A really easy but rewarding technique I use with clients when exploring their approach to either generating or communicating an idea, service or product (I/S/P), is Mood Boarding. This should be familiar to many of my connections from the Design world, but it remains an untapped technique in most fields and has particular benefit to entrepreneurship and innovation. The tactile, visual and physical nature of Mood Boarding ticks so many boxes and helps to generate and refine ideas, facilitating both divergent and convergent thinking. It has been incredibly beneficial to a number of entrepreneurs and students I’ve worked with in the past, and it is a technique I use on projects at every opportunity.

Mood boards are a great way to engage a client with the visual, written and spoken vocabulary associated with their I/S/P. Results can be achieved very quickly. I facilitate ideation sessions using a range of critical thinking and creative brainstorming techniques to generate key words, these become the foundation of the research activity. If the client has already engaged in a process of customer discovery, the vocabulary gathered from their prospective customers should also be included as part of the research process. Mood boards can be quite abstract in thought and presentation, and I always encourage clients to be extremely broad in their thinking initially. Even the most embryonic of ideas can benefit from this process.

MOOD BOARDS CREATE FOCUS:

Chaos is fun but focus is functional!

Starting with the range of generated key words and phrases related to the I/S/P, the client will carry out an internet image search. In the past I would have mainly used magazines and other print media, but the internet now provides a much more varied resource, so a combination of the two has become my standard approach. From here, through a process of selection, I absolutely encourage clients to choose the images that they feel corresponds with their word search, and most importantly, have them print the images and stick them onto a board. I personally believe the bigger the board and images, the better, A2 is a manageable size, A0 is a fun size. The reason I emphasis printing is because there are online tools that facilitate a similar process, and they are extremely useful, however, the interactive nature of the activity, the searching, printing, reflection, refinement and scale help further encourage the creative and critical process. Having printed the images, you also have the opportunity to present the board as a point of further ideation and stimulus within a group.

* REQUIREMENTS:
[a] Reproduce the mood board passage word for word, between "Mood boards are" and "from this process.", inclusive.
[b] Carry on the mood board passage from its last sentence.
The material that comes next has nothing to do with the mood board passage.

* DATA EXTRACT:
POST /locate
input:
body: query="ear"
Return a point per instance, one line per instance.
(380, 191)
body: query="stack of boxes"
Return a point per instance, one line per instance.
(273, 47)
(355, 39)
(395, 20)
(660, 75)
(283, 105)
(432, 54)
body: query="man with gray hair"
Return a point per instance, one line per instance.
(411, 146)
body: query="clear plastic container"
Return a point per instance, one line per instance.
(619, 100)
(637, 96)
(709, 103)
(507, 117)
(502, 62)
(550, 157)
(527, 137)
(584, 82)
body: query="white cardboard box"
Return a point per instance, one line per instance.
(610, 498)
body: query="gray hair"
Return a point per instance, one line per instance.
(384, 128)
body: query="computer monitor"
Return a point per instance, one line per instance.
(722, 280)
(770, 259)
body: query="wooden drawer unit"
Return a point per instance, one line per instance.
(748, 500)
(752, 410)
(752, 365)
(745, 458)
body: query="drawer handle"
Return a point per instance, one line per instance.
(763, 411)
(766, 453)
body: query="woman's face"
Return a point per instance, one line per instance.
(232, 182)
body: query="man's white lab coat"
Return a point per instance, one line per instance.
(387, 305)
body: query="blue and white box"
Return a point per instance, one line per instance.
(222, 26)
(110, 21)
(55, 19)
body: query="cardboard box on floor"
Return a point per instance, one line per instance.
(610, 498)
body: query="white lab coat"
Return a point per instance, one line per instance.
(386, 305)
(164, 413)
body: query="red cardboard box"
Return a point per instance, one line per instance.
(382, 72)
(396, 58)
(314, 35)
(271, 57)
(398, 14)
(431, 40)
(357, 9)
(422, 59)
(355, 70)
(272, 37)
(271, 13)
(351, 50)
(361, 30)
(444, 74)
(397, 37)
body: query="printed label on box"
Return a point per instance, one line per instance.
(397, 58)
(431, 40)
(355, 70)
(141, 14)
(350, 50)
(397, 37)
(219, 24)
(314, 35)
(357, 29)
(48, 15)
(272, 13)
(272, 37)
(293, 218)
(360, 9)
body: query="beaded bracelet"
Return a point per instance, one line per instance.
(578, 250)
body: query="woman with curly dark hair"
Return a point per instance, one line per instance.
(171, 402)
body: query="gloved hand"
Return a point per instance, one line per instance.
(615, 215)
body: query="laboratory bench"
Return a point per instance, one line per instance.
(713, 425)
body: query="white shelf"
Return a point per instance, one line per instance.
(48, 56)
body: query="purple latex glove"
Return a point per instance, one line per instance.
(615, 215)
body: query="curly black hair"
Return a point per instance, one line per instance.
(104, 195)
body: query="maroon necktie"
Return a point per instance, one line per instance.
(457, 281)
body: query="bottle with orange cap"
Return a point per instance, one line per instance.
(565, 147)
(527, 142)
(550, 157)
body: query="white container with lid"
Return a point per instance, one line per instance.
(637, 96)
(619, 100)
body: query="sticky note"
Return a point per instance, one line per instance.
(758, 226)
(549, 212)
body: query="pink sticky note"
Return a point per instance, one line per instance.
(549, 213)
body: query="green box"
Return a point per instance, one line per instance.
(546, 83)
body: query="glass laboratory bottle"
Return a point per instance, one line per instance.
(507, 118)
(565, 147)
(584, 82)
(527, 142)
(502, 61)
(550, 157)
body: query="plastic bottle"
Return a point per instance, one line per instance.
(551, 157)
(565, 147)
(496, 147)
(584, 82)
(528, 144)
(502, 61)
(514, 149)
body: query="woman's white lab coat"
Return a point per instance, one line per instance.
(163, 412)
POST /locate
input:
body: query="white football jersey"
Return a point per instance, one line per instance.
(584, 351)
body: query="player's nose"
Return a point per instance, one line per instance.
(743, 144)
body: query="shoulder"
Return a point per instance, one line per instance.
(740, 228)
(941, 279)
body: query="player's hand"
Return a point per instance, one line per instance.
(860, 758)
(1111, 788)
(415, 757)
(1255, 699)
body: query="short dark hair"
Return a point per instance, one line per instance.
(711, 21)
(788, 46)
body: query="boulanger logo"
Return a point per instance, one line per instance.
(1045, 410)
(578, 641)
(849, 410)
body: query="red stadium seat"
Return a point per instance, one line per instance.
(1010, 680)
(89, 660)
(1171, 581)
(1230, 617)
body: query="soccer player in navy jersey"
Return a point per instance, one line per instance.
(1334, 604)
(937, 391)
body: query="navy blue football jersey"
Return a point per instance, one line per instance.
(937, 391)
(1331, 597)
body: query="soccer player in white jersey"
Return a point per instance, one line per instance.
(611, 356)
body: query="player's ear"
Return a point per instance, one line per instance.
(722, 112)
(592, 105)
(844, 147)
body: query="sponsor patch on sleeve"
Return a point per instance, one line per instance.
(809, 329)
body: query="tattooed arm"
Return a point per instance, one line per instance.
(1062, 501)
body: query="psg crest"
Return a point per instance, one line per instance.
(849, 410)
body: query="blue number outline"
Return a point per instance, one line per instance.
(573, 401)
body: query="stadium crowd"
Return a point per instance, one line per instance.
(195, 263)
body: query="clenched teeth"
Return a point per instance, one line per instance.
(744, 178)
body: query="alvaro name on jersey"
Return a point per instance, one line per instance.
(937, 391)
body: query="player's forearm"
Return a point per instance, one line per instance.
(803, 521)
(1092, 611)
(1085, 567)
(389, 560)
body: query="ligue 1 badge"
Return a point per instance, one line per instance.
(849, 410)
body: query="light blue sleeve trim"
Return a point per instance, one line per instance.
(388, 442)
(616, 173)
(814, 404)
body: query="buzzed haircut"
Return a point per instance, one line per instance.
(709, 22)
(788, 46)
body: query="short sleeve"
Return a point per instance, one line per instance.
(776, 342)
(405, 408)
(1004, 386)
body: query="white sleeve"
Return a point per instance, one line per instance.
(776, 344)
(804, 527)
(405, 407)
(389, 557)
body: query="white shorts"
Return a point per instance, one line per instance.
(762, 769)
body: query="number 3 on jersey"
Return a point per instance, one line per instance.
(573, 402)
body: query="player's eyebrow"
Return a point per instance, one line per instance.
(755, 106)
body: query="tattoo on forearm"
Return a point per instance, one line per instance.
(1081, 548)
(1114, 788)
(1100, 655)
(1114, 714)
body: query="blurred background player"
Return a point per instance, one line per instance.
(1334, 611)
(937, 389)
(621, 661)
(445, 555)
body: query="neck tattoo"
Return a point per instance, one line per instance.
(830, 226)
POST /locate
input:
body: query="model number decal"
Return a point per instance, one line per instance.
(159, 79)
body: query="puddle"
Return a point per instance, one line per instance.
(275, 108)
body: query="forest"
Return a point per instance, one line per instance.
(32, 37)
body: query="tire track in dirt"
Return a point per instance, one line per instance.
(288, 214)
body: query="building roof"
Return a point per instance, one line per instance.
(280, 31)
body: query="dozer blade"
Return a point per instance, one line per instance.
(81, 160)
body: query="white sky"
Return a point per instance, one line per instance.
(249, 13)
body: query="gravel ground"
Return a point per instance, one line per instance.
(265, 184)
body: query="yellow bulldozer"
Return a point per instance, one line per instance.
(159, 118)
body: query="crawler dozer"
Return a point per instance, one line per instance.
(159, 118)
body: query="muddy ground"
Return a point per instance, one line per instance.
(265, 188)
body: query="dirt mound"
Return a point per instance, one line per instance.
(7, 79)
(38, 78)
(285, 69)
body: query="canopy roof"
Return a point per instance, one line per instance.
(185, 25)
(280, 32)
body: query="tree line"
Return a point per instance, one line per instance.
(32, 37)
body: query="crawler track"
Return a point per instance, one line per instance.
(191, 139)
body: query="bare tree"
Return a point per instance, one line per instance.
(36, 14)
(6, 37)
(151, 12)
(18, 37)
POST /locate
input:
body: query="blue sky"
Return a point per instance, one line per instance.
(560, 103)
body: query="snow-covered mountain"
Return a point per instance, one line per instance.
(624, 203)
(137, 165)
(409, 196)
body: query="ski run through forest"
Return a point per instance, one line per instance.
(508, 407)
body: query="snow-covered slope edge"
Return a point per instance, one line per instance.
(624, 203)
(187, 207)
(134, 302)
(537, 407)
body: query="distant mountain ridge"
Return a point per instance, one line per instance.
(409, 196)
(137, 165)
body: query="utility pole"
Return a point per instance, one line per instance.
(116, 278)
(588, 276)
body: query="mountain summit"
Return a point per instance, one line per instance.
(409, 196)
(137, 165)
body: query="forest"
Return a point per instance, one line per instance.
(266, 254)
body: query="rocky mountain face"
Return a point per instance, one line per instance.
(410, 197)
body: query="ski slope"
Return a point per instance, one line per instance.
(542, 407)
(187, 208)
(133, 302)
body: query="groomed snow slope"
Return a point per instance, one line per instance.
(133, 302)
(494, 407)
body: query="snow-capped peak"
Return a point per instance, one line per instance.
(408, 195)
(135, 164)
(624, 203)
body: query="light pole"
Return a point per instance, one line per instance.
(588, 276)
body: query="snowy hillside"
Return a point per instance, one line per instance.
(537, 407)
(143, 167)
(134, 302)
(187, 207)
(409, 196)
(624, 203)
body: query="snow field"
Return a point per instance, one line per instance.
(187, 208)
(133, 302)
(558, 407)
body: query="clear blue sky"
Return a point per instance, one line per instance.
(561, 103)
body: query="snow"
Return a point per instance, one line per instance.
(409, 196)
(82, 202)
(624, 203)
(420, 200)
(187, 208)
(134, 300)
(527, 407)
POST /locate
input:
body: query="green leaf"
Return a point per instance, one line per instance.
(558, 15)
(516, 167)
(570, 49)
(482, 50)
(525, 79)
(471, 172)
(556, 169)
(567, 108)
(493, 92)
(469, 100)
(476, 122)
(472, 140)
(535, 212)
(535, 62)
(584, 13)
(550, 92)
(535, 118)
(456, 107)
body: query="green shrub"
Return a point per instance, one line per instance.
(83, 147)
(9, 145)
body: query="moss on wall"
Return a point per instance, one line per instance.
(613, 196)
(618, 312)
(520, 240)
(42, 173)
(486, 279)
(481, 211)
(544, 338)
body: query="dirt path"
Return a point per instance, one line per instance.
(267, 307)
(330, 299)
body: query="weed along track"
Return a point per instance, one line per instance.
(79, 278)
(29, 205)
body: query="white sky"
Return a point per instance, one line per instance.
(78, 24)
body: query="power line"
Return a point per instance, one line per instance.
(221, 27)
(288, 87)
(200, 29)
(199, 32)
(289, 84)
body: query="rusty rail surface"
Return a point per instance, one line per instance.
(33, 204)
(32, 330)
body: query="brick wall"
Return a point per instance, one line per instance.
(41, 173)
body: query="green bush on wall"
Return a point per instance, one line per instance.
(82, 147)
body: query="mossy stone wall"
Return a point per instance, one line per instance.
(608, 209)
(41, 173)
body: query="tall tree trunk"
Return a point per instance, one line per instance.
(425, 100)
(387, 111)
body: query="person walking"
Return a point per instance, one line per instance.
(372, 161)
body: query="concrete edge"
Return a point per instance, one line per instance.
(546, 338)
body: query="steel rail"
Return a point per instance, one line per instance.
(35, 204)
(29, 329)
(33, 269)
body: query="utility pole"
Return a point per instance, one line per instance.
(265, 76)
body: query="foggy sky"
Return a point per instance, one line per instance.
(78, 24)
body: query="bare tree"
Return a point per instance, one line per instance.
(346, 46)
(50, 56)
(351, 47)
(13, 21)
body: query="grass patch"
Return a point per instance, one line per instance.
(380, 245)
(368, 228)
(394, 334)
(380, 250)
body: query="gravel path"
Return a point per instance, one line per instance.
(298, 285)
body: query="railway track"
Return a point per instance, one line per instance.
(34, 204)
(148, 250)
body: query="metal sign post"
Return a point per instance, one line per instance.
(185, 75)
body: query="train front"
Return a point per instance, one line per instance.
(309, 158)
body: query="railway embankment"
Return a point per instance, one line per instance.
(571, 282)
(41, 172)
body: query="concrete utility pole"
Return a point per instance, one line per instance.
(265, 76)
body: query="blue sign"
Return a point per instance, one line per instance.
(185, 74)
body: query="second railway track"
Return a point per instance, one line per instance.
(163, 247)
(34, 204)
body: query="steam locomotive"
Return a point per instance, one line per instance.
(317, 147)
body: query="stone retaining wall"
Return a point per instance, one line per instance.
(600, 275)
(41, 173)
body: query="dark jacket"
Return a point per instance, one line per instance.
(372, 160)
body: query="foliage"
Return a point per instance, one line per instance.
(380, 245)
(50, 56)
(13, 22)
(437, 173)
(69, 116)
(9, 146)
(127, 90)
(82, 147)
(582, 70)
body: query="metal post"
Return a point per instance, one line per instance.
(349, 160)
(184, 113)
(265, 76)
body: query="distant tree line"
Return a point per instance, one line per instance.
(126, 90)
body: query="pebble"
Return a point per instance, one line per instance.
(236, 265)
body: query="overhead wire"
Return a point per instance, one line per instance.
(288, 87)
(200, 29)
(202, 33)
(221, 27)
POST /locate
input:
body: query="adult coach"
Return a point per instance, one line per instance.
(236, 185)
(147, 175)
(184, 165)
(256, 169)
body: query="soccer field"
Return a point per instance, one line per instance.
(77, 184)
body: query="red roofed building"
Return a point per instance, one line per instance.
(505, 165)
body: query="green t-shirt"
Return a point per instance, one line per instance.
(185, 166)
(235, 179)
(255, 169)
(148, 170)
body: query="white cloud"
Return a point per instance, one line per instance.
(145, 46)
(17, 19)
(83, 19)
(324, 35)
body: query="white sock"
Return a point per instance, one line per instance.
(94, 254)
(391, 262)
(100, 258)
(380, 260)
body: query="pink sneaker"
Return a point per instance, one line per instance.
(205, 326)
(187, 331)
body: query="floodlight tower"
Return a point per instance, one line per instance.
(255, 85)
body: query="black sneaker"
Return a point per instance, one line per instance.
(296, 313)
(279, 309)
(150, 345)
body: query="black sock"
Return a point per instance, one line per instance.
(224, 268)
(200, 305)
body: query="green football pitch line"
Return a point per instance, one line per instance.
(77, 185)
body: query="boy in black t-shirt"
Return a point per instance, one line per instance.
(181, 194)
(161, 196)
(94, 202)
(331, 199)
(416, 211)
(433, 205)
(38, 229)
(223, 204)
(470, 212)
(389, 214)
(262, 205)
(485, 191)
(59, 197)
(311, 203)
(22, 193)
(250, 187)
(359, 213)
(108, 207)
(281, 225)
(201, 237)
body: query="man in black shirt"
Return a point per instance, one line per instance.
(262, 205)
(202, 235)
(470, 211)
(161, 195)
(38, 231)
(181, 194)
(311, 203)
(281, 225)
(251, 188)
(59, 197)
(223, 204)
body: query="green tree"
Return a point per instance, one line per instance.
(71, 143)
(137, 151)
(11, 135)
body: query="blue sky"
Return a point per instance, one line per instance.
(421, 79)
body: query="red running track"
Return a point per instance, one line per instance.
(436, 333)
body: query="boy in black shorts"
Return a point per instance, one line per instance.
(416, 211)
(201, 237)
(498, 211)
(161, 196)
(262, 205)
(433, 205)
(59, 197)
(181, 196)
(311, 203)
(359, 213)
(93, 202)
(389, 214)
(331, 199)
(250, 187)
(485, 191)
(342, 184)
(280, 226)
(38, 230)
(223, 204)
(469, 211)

* ANSWERS FOR THE TASKS:
[a]
Mood boards are a great way to engage a client with the visual, written and spoken vocabulary associated with their I/S/P. Results can be achieved very quickly. I facilitate ideation sessions using a range of critical thinking and creative brainstorming techniques to generate key words, these become the foundation of the research activity. If the client has already engaged in a process of customer discovery, the vocabulary gathered from their prospective customers should also be included as part of the research process. Mood boards can be quite abstract in thought and presentation, and I always encourage clients to be extremely broad in their thinking initially. Even the most embryonic of ideas can benefit from this process.

[b]
ARE YOU MISSING ANYTHING?

IDEAS ON A MOOD BOARD HELPS YOU TO SEE YOUR IDEAS

On the board I also suggest including prints of the key words and sections of text, and if applicable, examples of relevant typographic examples. Due to the occasionally abstract nature of this process, it can also be useful to attach objects that have tactile elements. Clients have used rough textiles and other objects to represent features such as the resistance they feel they may meet when trying to implement the idea, or smooth silk to represent the kind of luxurious feeling they want their own clients to experience when using their service. I have had students paste oily nuts and bolts to their board to represent their perception of manual labour and masculinity, which were features of their targeted segment.

This kind of abstract thinking is something I am often required to facilitate and prompt. If you are not used to thinking abstractly, it can be difficult to make the kind of broad and unusual connections that make mood boarding the deeply beneficial problem solving tool it can be.

MOOD BOARDS ARE THE PERFECT TOOL

FOR PREPARING PITCHES

Once you have created your initial mood board, which can of course be refined and reproduced at various stages of your project, you will be able to see a visual language associate with your I/S/P. At this point you are engaging with the semiotics, connotations and denotations of your I/S/P. You will have seen how people producing comparable I/S/P are representing their work. This helps you to identify the kind of language that have been used in communicating I/S/P similar to yours, it also helps you recognise a vocabulary specific to your I/S/P paradigm, all of which will help you to develop a means to driving an idea further, or branding your already existent service or product.

I often find this tool most useful as a means to have clients consider their I/S/P holistically, as being more than just something they understand. It helps to draw them into the world of communication. I am all too conscious of the grim statistic, that 90% of startups fail. Apart from failure due to poor, mistimed or badly executed ideas, an inability to communicate with a potential client is a major fault. I’ve met some incredible entrepreneurs with wonderful I/S/P, who have succumbed to this all too common pitfall. They know their product so well, but fail to release that the solution they are providing is presented in a language that their client does not understand or recognise as being part of the community of solutions with which they are familiar.

Never expect the client to make the leap

My mantra is ‘do whatever it takes to make it easier for a client to say yes.’ People want to say yes, they want their problems solved, their pains eased. If you have the capacity to do that, whether it’s an idea, service or product, communicate in a way that can be understood by people who haven’t experienced your journey.

If You would like to discuss a Mood Boarding Workshop or facilitation of a Mood Boarding Session,

don't hesitate to contact me.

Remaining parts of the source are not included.